=== Exercise requirements ===
Your response should be the complete listing, copied exactly.

· · · · ·

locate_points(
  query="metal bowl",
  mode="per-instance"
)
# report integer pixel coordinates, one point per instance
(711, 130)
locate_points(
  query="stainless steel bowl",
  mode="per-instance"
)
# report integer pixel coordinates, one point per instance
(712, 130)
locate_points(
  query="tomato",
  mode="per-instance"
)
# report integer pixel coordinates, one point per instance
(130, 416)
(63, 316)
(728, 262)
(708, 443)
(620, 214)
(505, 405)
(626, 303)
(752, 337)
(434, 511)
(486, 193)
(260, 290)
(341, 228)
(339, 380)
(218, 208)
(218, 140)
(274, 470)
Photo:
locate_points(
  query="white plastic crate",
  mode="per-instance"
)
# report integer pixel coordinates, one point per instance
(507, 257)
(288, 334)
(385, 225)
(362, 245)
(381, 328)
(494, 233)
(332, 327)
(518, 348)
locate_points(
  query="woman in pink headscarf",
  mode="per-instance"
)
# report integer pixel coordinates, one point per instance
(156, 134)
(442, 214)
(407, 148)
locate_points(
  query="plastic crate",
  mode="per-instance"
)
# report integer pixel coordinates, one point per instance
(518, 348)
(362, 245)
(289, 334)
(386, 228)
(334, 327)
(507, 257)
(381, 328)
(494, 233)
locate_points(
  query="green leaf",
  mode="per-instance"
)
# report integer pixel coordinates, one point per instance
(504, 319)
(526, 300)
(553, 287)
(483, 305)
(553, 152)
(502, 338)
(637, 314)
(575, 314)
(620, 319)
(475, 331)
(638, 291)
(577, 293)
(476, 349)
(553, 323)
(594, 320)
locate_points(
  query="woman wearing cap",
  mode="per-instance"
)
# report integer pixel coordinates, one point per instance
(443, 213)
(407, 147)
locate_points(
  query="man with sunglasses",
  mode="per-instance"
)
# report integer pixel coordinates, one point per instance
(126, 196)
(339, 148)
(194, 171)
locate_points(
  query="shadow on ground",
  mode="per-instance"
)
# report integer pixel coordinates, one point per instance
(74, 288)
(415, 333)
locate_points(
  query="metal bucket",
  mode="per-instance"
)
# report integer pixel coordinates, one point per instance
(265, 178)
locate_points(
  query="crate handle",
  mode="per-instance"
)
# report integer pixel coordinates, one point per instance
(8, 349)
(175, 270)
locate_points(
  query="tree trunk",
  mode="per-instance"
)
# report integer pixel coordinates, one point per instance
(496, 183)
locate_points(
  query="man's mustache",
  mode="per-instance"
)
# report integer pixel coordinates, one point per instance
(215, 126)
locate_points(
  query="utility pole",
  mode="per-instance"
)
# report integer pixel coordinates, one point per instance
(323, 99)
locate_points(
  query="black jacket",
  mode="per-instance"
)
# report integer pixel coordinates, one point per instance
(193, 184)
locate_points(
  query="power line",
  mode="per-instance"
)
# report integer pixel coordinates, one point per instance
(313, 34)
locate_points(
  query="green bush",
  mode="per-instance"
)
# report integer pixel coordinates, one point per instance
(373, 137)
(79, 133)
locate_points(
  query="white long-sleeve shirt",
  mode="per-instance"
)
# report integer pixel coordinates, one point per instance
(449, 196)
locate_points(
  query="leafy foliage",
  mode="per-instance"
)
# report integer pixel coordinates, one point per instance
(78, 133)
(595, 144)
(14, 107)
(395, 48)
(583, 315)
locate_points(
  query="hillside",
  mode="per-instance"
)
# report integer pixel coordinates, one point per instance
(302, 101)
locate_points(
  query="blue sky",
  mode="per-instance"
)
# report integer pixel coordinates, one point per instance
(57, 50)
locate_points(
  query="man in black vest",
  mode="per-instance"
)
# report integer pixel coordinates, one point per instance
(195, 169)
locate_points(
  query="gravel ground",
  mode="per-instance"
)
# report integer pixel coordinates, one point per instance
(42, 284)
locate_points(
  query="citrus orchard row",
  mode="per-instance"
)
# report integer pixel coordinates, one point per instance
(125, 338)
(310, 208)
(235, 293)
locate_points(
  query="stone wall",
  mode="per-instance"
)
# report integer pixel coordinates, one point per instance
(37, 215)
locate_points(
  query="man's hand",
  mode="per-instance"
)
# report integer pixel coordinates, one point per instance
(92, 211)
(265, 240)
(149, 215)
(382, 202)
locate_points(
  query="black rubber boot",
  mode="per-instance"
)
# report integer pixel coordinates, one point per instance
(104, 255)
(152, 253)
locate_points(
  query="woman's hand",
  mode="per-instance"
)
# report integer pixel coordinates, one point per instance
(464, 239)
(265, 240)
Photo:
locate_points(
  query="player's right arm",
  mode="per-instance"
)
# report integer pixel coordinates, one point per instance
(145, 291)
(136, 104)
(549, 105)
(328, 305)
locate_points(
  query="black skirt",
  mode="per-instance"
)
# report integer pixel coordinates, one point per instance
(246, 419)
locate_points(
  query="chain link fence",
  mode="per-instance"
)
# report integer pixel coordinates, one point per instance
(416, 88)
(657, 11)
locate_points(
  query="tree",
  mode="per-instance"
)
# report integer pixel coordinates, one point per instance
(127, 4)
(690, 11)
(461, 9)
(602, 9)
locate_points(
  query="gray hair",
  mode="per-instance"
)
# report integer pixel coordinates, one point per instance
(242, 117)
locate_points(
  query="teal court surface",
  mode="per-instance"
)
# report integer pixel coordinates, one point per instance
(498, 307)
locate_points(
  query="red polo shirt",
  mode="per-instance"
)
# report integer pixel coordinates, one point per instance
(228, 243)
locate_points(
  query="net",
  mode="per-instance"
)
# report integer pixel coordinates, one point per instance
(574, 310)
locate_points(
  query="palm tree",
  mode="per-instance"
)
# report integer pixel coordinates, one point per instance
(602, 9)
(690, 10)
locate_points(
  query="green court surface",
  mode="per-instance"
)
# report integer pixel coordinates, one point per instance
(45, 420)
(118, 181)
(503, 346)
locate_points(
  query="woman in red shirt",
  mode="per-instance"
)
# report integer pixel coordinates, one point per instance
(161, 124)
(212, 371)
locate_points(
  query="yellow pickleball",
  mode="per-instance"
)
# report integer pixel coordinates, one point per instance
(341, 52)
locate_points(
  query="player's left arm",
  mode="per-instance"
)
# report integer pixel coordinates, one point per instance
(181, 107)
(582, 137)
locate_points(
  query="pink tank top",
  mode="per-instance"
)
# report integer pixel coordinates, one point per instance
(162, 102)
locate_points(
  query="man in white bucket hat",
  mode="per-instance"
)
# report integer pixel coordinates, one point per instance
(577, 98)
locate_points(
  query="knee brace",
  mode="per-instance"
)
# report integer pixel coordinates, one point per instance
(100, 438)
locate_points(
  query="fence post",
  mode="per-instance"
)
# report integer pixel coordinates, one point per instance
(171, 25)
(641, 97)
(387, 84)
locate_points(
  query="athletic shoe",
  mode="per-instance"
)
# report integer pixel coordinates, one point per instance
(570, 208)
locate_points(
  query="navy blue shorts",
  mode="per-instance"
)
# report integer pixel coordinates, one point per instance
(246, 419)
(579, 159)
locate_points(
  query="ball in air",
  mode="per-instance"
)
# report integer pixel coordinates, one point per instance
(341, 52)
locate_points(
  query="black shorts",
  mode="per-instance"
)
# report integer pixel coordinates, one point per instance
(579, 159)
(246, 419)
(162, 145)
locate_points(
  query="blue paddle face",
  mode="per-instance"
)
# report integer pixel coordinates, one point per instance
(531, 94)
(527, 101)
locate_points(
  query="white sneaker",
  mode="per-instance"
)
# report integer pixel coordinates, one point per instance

· · · · ·

=== Answer box ===
locate_points(
  query="metal bowl",
  mode="per-instance"
)
# report integer pixel coordinates, one point per instance
(711, 130)
locate_points(
  query="stainless steel bowl",
  mode="per-instance"
)
# report integer pixel coordinates, one point per instance
(712, 130)
locate_points(
  query="tomato",
  mode="per-instance"
)
# report integer pixel coordinates, one point per instance
(130, 416)
(63, 316)
(728, 262)
(708, 443)
(620, 214)
(505, 405)
(626, 303)
(752, 337)
(434, 511)
(486, 193)
(260, 290)
(341, 228)
(339, 380)
(218, 208)
(218, 140)
(274, 470)
Photo:
locate_points(
  query="white plastic crate",
  mode="per-instance"
)
# report integer pixel coordinates, one point per instance
(507, 257)
(288, 334)
(385, 225)
(362, 245)
(381, 328)
(494, 233)
(332, 327)
(518, 348)
locate_points(
  query="woman in pink headscarf",
  mode="per-instance"
)
# report integer pixel coordinates, one point per instance
(156, 134)
(442, 214)
(407, 148)
locate_points(
  query="plastic crate",
  mode="per-instance"
)
# report integer pixel coordinates, one point per instance
(518, 348)
(362, 245)
(289, 334)
(386, 228)
(334, 327)
(507, 257)
(381, 328)
(494, 233)
locate_points(
  query="green leaf",
  mode="per-instance"
)
# report integer pixel coordinates, one point per instance
(504, 319)
(526, 300)
(553, 287)
(483, 305)
(553, 152)
(502, 338)
(637, 314)
(575, 314)
(620, 319)
(475, 331)
(638, 291)
(577, 293)
(476, 349)
(553, 323)
(594, 320)
locate_points(
  query="woman wearing cap",
  mode="per-instance"
)
# report integer pixel coordinates, one point per instance
(443, 213)
(407, 147)
locate_points(
  query="man with sunglasses",
  mode="per-instance"
)
# report integer pixel coordinates, one point per instance
(126, 196)
(339, 148)
(194, 171)
locate_points(
  query="shadow on ground",
  mode="per-instance"
)
# report integer pixel coordinates, one point per instance
(74, 288)
(415, 333)
locate_points(
  query="metal bucket",
  mode="per-instance"
)
# report integer pixel coordinates, one point per instance
(265, 178)
locate_points(
  query="crate handle",
  mode="per-instance"
)
# report integer pixel coordinates, one point per instance
(8, 349)
(175, 270)
locate_points(
  query="tree trunk",
  mode="per-instance"
)
# report integer pixel coordinates, one point per instance
(496, 183)
locate_points(
  query="man's mustache",
  mode="per-instance"
)
# report integer pixel coordinates, one point per instance
(215, 126)
locate_points(
  query="utility pole",
  mode="per-instance"
)
# report integer pixel coordinates, one point per instance
(323, 99)
locate_points(
  query="black jacket",
  mode="per-instance"
)
# report integer pixel coordinates, one point per instance
(193, 184)
locate_points(
  query="power line",
  mode="per-instance"
)
# report integer pixel coordinates, one point per instance
(313, 34)
locate_points(
  query="green bush",
  mode="per-instance"
)
# report integer pixel coordinates, one point per instance
(373, 137)
(79, 133)
locate_points(
  query="white long-sleeve shirt",
  mode="per-instance"
)
# report integer pixel coordinates, one point per instance
(449, 196)
locate_points(
  query="leafy foliage",
  mode="per-instance"
)
# report integer pixel coordinates, one point per instance
(78, 133)
(595, 144)
(14, 107)
(395, 48)
(583, 315)
locate_points(
  query="hillside",
  mode="per-instance"
)
# report integer pixel coordinates, one point per instance
(302, 101)
locate_points(
  query="blue sky",
  mode="per-instance"
)
# report integer pixel coordinates, one point per instance
(57, 50)
locate_points(
  query="man in black vest",
  mode="per-instance"
)
# report integer pixel coordinates, one point per instance
(195, 169)
locate_points(
  query="gravel ground",
  mode="per-instance"
)
# report integer pixel coordinates, one point per instance
(42, 284)
locate_points(
  query="citrus orchard row",
  mode="per-instance"
)
# report integer pixel coordinates, one point per instance
(125, 338)
(310, 208)
(235, 293)
locate_points(
  query="stone wall",
  mode="per-instance"
)
# report integer pixel coordinates, one point per instance
(37, 215)
locate_points(
  query="man's hand",
  mode="per-instance"
)
# report integer pixel coordinates, one point per instance
(92, 211)
(265, 240)
(149, 215)
(382, 202)
locate_points(
  query="black rubber boot",
  mode="per-instance"
)
# report integer pixel coordinates, one point per instance
(104, 255)
(152, 253)
locate_points(
  query="woman's hand",
  mode="per-instance"
)
# report integer pixel coordinates, one point per instance
(464, 239)
(265, 240)
Photo:
locate_points(
  query="player's right arm",
  mode="per-instance"
)
# report integer pixel coordinates, one point per instance
(145, 291)
(136, 104)
(549, 105)
(328, 305)
locate_points(
  query="black skirt",
  mode="per-instance"
)
# report integer pixel coordinates, one point per instance
(246, 419)
locate_points(
  query="chain link fence",
  mode="per-instance"
)
# report integer pixel coordinates, one point per instance
(416, 88)
(657, 11)
locate_points(
  query="tree",
  mode="per-instance"
)
# report integer pixel coordinates, one point per instance
(127, 4)
(690, 11)
(461, 9)
(602, 9)
locate_points(
  query="gray hair",
  mode="per-instance"
)
# report integer pixel coordinates, one point per instance
(242, 117)
locate_points(
  query="teal court surface",
  mode="per-instance"
)
# report integer pixel coordinates, one point per instance
(498, 307)
locate_points(
  query="red polo shirt",
  mode="per-instance"
)
# report integer pixel coordinates, one point per instance
(228, 243)
locate_points(
  query="net",
  mode="per-instance"
)
# report integer pixel coordinates, one point per instance
(574, 310)
locate_points(
  query="palm tree",
  mode="per-instance"
)
# report integer pixel coordinates, one point per instance
(602, 9)
(690, 10)
locate_points(
  query="green court surface",
  mode="per-instance"
)
# report integer pixel coordinates, one point per instance
(45, 420)
(118, 181)
(503, 346)
locate_points(
  query="woman in red shirt",
  mode="per-instance"
)
# report integer pixel coordinates, one point per instance
(161, 124)
(212, 371)
locate_points(
  query="yellow pickleball",
  mode="per-instance"
)
# report integer pixel coordinates, one point per instance
(341, 52)
locate_points(
  query="player's left arm",
  mode="per-instance"
)
# report integer pixel coordinates, one point per instance
(181, 107)
(582, 137)
locate_points(
  query="pink tank top",
  mode="per-instance"
)
# report integer pixel coordinates, one point per instance
(162, 102)
locate_points(
  query="man in white bucket hat",
  mode="per-instance"
)
# report integer pixel coordinates, one point per instance
(577, 98)
locate_points(
  query="knee brace",
  mode="per-instance"
)
# report integer pixel coordinates, one point per instance
(100, 438)
locate_points(
  query="fence post",
  mode="per-instance"
)
# report integer pixel coordinates, one point per instance
(171, 25)
(641, 97)
(387, 84)
locate_points(
  query="athletic shoe",
  mode="per-instance"
)
# report integer pixel coordinates, one point per instance
(570, 208)
locate_points(
  query="navy blue shorts",
  mode="per-instance"
)
# report integer pixel coordinates, one point per instance
(246, 419)
(579, 159)
locate_points(
  query="ball in air",
  mode="per-instance"
)
# report integer pixel coordinates, one point per instance
(341, 52)
locate_points(
  query="black shorts",
  mode="per-instance"
)
# report integer pixel coordinates, one point per instance
(579, 159)
(246, 419)
(162, 145)
locate_points(
  query="blue paddle face",
  mode="per-instance"
)
# report integer pixel coordinates, one point per instance
(531, 94)
(527, 101)
locate_points(
  query="white sneaker",
  mode="per-instance"
)
# report integer pixel coordinates, one point per instance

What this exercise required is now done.